◆ Set exercise a
According to the essay about coffee in Mexico, what was the name of the restaurant in La Misión where the writer ate dinner that cold January night?

┌─ Reading passage

It is such a simple word, yet in Mexico, incredibly important, because seemingly almost everyone in this great country drinks coffee.
When I first started visiting Mexico over 20 years ago I was not a big coffee drinker. Often siting around a table in someone’s house, coffee would be served and I was left to ask for water. It was as if I wasn’t part of the club since I didn’t drink. Then one cold January night everything changed.
I was in Baja California in a pueblo called La Misión, north of Ensenada. It had been raining, it was cold and the family with whom I was staying had left for the evening. That meant I was on my own for dinner. I headed over to a little place called La Fonda, owned and managed back then by a Ukranian-Canadian-American immigrant named Dimitri Orest, whom I had come to know from my many trips to this region.
At the end of a great dinner, Dimitri asked me if I wanted a cup of coffee. Since it was so cold, I figured it would warm me up. When I said yes, he asked if I wanted the Mexican coffee. “Claro” I said, thinking, I am in Mexico, of course I’d want Mexican coffee.
When he came back I was given what could only be described as some elixer of the gods. Piping hot, strong, smothered in whipped cream and complete with a kick, this, I thought, was coffee.
Unfortunately, never having had much coffee before, I had no idea that this wonderful concoction was loaded with Kahlua and probably tequila. Surely that explains why in my early days of drinking coffee, it never tasted quite as good as it did that cold night in Baja.

└─

◆ Set exercise b
Pick out every row that contains the string "tree", copying each one in full. Case counts.

┌─ Input data

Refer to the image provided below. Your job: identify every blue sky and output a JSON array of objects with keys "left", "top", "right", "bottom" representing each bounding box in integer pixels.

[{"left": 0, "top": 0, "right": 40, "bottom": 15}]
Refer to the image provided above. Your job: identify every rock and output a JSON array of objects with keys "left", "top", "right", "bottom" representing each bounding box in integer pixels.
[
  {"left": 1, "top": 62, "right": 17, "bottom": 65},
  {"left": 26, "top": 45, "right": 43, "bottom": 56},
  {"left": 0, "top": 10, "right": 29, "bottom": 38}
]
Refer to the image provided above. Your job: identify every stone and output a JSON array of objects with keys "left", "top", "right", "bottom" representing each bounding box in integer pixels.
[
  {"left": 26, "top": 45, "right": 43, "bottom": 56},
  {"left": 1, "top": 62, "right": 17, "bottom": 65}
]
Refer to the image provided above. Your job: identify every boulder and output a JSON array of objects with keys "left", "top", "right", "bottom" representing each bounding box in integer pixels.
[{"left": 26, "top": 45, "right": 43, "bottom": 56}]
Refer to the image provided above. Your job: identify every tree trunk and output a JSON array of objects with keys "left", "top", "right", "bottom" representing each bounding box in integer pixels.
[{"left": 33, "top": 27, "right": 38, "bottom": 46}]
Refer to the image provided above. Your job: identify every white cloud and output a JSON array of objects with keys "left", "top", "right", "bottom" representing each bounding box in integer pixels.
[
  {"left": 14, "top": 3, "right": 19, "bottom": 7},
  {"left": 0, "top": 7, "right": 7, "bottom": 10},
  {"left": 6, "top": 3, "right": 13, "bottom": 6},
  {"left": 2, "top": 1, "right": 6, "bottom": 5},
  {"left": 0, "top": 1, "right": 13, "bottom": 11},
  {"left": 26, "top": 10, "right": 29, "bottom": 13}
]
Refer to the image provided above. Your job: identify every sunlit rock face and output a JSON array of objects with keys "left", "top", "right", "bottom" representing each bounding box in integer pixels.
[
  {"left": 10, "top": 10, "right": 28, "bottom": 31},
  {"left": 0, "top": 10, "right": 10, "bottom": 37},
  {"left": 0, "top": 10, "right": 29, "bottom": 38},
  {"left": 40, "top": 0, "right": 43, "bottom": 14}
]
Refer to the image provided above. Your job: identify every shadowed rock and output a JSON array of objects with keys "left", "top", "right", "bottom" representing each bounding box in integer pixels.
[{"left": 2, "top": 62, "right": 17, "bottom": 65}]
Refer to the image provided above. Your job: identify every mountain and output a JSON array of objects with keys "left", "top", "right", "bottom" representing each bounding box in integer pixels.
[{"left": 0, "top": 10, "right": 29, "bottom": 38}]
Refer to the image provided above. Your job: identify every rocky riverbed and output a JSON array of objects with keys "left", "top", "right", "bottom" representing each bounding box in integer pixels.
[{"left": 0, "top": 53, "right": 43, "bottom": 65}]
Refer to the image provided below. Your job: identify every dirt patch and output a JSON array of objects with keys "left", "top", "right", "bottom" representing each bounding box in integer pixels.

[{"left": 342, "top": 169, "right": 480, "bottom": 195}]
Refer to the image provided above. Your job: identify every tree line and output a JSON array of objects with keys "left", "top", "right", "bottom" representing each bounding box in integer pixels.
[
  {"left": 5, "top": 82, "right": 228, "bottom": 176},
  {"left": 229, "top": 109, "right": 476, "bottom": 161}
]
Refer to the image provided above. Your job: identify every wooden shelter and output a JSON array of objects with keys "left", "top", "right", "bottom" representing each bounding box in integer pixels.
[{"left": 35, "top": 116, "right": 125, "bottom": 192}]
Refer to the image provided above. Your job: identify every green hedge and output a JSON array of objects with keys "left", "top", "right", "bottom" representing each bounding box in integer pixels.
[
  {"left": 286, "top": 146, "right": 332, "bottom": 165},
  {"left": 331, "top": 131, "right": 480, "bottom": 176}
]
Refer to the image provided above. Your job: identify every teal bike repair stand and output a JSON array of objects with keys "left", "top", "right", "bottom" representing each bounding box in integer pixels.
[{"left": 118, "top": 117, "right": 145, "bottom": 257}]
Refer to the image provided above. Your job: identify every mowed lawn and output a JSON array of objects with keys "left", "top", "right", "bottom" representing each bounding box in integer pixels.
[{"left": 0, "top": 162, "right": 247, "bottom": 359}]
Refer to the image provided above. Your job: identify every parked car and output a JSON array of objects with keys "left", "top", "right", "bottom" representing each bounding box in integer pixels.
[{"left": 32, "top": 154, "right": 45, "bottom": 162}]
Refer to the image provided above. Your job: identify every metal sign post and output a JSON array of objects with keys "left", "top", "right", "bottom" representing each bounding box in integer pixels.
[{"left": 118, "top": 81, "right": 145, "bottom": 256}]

└─

◆ Output a
La Fonda.

◆ Output b
Refer to the image provided above. Your job: identify every tree trunk and output a JSON array of objects with keys "left", "top", "right", "bottom" representing each bounding box in integer pixels.
Refer to the image provided above. Your job: identify every tree line and output a JSON array of objects with keys "left", "top", "right", "bottom" representing each bounding box in integer pixels.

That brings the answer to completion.